# [Excerpted text]
============================================================

Methane is one of the most important energy sources nowadays and the main fuel for modern industrial gas turbines. To avoid excessive NOx emissions, lean premixed flames have been widely adopted in combustors under elevated temperature and pressure conditions. For a typical H class gas turbine, the pressure ratio of the compressor is 19–23,[1−3] and therefore the inlet temperature to the combustor is about 690–750 K when the air compression process is regarded as an isentropic process. Much attention has been paid to the topic of the laminar flame speed of methane–air mixtures since it is an important factor in the combustor design. For an ideal low emission combustion process, the flame propagation speed must match the local flow speed. Fail to do so, the combustor may experience some problems, e.g., dynamic instability, flashback, blowoff,[4,5] or high CO emissions.[6−8]

The laminar flame speed (SL) is defined as the propagation speed of a planar, unstretched, adiabatic, premixed flame.[9,10] It is a key parameter and of great importance for a combustible mixture because it governs many properties of combustion such as the shape and stabilization of a premixed flame. Extensive experiments have been conducted to measure SL of methane–air mixtures using various apparatuses. Gu et al.[11] measured SL of a methane–air mixture between 300 and 400 K using spherically expanding flames. Correlations between SL and equivalence ratio were empirically given as an exponential function within the range of ϕ = 0.8–1.2. Hu et al.[12] measured SL of methane–air mixtures up to 443 K. Ogami and Kobayashi[13] measured SL of stoichiometric methane–air mixtures diluted by helium up to 600 K. More recently, SL of methane–air mixtures has been measured at 300–573 K by Mohammad et al.,[14] 489–573 K by Ferris et al.,[15] and 300–650 K by Varghese et al.[16] Egolfopoulos and co-workers[17] measured SL for C1–C4 hydrocarbons at 400–520 K and 0.8–3.0 MPa. Along with theoretical and numerical studies, it is unequivocal that the flame propagation speed and its gradient to temperature increase with the preheating temperature. However, this dependence has not been quantificationally measured at engine-relevant conditions, which leaves a major shortcoming in the fundamental database. As summarized by Konnov,[18] previous data were performed over a wide range of pressure (up to 6 MPa), while the preheating temperature was mostly below 500 K. Furthermore, large discrepancies still lie between existing literature for elevated temperature conditions.

============================================================

# [Dataset excerpts]
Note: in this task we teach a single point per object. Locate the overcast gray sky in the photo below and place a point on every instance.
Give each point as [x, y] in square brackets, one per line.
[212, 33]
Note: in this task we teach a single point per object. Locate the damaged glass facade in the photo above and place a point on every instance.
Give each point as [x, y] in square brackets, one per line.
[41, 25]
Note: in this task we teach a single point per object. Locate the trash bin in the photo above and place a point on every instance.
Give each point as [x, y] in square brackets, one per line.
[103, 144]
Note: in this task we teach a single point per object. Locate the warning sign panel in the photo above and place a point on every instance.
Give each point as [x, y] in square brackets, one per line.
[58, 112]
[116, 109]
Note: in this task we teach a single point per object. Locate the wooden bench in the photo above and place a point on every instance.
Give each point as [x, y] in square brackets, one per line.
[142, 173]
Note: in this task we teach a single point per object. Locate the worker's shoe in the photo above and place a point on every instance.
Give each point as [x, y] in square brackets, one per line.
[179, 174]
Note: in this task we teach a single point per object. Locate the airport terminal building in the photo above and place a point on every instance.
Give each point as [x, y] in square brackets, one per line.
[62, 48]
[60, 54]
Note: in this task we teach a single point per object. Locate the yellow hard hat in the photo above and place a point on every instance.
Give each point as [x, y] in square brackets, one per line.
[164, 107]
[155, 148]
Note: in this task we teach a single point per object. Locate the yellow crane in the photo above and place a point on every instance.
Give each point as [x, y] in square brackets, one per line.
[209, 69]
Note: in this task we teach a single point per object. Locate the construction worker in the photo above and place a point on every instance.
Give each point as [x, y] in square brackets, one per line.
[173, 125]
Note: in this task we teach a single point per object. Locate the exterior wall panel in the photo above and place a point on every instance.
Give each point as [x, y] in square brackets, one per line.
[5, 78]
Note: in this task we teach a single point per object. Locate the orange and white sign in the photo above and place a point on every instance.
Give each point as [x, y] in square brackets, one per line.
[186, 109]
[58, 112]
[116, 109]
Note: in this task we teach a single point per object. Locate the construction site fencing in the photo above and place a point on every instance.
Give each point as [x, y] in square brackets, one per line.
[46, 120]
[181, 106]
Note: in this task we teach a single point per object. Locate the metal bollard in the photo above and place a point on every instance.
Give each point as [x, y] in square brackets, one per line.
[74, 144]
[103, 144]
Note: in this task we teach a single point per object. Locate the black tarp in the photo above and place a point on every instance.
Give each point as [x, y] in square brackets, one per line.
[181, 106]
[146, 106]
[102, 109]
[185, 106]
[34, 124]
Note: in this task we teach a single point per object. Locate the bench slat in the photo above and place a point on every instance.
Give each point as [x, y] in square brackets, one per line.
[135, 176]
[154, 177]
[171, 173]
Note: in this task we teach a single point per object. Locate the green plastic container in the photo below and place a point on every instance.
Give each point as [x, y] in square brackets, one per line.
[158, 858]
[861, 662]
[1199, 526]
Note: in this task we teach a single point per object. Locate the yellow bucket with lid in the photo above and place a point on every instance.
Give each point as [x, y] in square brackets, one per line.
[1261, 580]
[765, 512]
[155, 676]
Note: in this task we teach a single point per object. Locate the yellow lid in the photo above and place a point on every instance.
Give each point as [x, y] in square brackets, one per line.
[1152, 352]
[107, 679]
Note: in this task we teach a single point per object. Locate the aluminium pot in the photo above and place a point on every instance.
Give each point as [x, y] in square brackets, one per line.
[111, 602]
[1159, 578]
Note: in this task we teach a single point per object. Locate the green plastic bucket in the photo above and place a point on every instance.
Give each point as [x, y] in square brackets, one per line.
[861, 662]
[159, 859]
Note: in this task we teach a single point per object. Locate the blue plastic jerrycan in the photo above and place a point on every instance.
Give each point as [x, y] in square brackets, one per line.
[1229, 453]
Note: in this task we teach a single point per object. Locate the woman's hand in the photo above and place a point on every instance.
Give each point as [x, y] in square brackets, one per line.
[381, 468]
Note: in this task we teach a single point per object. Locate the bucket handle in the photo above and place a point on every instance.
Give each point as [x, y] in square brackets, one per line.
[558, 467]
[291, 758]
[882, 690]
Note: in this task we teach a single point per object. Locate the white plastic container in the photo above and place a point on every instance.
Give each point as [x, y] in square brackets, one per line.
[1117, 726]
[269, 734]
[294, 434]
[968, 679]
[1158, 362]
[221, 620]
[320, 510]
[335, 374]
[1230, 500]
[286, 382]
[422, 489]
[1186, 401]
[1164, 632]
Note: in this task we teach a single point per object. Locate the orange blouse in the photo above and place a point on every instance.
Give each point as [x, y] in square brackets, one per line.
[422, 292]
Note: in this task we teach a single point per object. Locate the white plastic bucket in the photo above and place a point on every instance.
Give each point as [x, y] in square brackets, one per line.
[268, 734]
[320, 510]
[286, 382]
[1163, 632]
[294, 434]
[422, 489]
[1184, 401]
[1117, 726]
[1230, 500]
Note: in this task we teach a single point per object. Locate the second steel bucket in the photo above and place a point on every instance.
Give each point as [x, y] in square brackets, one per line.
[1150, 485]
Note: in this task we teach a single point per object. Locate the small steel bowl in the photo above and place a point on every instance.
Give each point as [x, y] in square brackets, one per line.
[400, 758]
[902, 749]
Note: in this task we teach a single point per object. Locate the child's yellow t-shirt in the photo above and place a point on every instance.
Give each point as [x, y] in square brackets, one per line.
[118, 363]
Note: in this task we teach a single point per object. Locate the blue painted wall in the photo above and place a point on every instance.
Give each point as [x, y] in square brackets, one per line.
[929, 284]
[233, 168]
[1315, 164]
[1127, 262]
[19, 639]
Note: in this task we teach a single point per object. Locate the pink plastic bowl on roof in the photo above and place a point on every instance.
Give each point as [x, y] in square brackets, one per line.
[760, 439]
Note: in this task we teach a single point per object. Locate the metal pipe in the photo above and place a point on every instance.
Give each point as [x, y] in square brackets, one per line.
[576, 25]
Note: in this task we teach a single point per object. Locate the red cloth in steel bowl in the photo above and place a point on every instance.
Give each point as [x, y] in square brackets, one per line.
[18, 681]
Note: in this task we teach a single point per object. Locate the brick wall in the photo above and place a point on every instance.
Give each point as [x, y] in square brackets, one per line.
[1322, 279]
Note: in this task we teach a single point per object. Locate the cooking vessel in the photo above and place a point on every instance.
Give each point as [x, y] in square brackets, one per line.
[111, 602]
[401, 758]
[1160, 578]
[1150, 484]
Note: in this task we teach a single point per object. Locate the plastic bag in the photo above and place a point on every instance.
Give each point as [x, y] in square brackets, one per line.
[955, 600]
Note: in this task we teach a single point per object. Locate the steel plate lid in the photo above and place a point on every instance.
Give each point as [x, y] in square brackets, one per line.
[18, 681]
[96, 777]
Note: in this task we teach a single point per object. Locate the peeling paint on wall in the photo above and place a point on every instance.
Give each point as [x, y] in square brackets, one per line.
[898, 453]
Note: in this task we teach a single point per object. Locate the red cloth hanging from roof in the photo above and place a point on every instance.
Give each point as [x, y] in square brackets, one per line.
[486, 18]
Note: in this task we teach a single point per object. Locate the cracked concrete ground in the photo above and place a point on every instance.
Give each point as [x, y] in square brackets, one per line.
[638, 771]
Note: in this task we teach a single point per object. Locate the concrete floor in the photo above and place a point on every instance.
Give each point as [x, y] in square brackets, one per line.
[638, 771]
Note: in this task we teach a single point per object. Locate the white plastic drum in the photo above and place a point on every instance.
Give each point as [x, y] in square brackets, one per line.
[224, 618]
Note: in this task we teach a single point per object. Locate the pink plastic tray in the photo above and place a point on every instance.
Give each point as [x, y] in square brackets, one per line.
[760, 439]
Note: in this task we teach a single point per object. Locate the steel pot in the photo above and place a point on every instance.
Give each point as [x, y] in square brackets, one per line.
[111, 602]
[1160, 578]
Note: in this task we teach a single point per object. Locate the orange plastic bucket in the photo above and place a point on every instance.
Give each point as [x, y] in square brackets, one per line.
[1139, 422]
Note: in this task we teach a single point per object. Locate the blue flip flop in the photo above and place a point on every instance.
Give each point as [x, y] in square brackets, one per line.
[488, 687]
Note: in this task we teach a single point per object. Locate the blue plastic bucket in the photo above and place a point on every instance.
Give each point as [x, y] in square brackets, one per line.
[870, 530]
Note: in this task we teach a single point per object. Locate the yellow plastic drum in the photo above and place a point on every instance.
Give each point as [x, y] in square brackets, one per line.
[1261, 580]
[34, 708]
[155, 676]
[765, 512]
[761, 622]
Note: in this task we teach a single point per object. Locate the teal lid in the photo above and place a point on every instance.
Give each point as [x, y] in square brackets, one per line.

============================================================

# [Required actions]
**a)** Answer each question from the text on methane flame speed.
(i) What is the compressor pressure ratio for a typical H class gas turbine?
(ii) Between which temperatures did Gu et al. measure SL using spherically expanding flames?
(iii) Below what temperature was the preheating temperature mostly kept in the data summarized by Konnov?
**b)** Continue the text on methane flame speed from the point where it stops.
The data that precede this sentence are material separate from the text on methane flame speed.

# [The answers]
**a)**
(i) 19–23
(ii) 300 and 400 K
(iii) 500 K

**b)**
The main experimental approaches to determine the flame speed are Bunsen burner,[6−8,10,13] spherically expanding bomb,[10,11,19−25] heat flux,[26−30] and stagnation flame.[31−33] Detailed advantages and limitations of these methods were reviewed by Egolfopoulos et al.[34] The Bunsen burner is deemed as a suitable choice to investigate the flame speed under elevated temperatures and ambient pressure. This approach is feasible to control the preheating process and form an unstretched, quasi-adiabatic premixed flame. The shortcoming of this method is that the flame shape is strongly affected by the heat loss at the nozzle rim, curvature on the flame tip, and the equivalence ratio discrepancy due to fresh air entrainment around the flame. To avoid these effects, the Angle method[13,35−37] is usually employed, which measures the slope of the flame front and excludes the nonlinear sections, i.e., the tip and base of the flame.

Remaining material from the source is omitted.